ИСХОДНЫЙ ТЕКСТ:
Для нас наиболее интересен последний период жизни Вячеслава Полонского, неоспоримо связанный с Магниткой.
Воспользуемся заметками из его дневников 1920 - 1932 годов, опубликованными в журнале "Новый мир" (№№ 1 - 6, 2008).

На земле Магнитостроя

Запись из дневников, датированная 21 июня 1931 года: "Ездил на три недели в Челябинск и Магнитогорск - на стройку. со мной: Гладков, Малышкин, Пастернак и Сварог...
Малышкин - в вагоне, когда провезли мимо эшелон кулацких семей, зашел ко мне в купе, плакал и говорил: "Ничего не понимаю. Зачем их везут? Куда? Кому это нужно? Неужели надо, чтобы так растаскивали и губили цвет нации, здоровый и красивый народ?"
Из верхнего окна теплушки, вверху - голов десять: и грудные ребята, и девушки лет по шестнадцати, и голова деда, и паренек лет под двадцать. Его спросили: "Кто вы такие?" "Да все кулачье, - смеясь ответил он, - куда везут? Не знаем". И все без злобы. Детишки с любопытством посматривают из окна..." (из воспоминаний моего отца Виктора, раскулаченного, ему тогда было шесть лет:"Раскулачили и нас. Ехали мы в "телячьих вагонах". Я дорогой пытался выглянуть из теплушки, а красноармеец штыком пригрозил: "Заколю!")
... На стройку писатели прибыли в первых числах июля, где пробыли несколько дней.
И вот тут появляются загадки, на которые еще потребуется найти ответы.
В Москве в 1931 году в издательстве "Федерация" печатается книга Полонского "Магнитострой", датированная июнем, а в августовском номере  "Нового мира" за тот же 1931 год выходит журнальный вариант этой книги.
В Магнитке писатели пробыли несколько дней, окунувшись "в лихорадку буден", основательно изучили "кухню"  технологического производства, сделали сотни записей в рекордно короткое время, и практически немедленно после этого последовали вышеуказанные печатные произведения, подписанные Полонским.
Когда же и как успел это сделать Вячеслав Полонский? Сам Полонский, талантливый мастер пера и блестящий публицист, о технологических особенностях производства имел смутное представление, что видно из нескольких рукописных страниц записей Полонского, с которыми я познакомился. Анализ особенностей стиля публициста показывает, что подавляющее число страниц книги написано не Полонским, возможно, по его заданию, с использованием документов, привезенных с Магнитостроя.

ЗАДАНИЯ:
[a] Ответьте на вопросы по исходному тексту.
(i) В каком журнале и в каких номерах были опубликованы заметки из дневников Полонского?
(ii) Какой датой помечена запись о поездке в Челябинск и Магнитогорск?
(iii) В каком издательстве вышла книга Полонского «Магнитострой»?
[b] Перечислите всех, кого Полонский называет в исходном тексте своими спутниками в поездке на стройку.

ИСХОДНЫЕ МАТЕРИАЛЫ:
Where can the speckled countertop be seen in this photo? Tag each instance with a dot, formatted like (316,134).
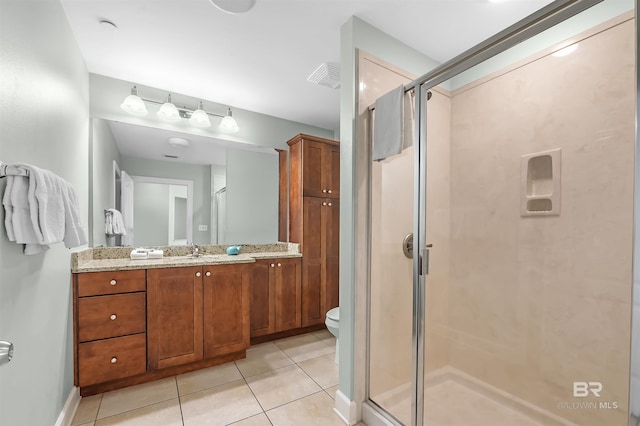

ОТВЕТЫ:
[a]
(i) В журнале «Новый мир», №№ 1–6 за 2008 год.
(ii) 21 июня 1931 года.
(iii) В издательстве «Федерация».

[b] Гладков, Малышкин, Пастернак, Сварог.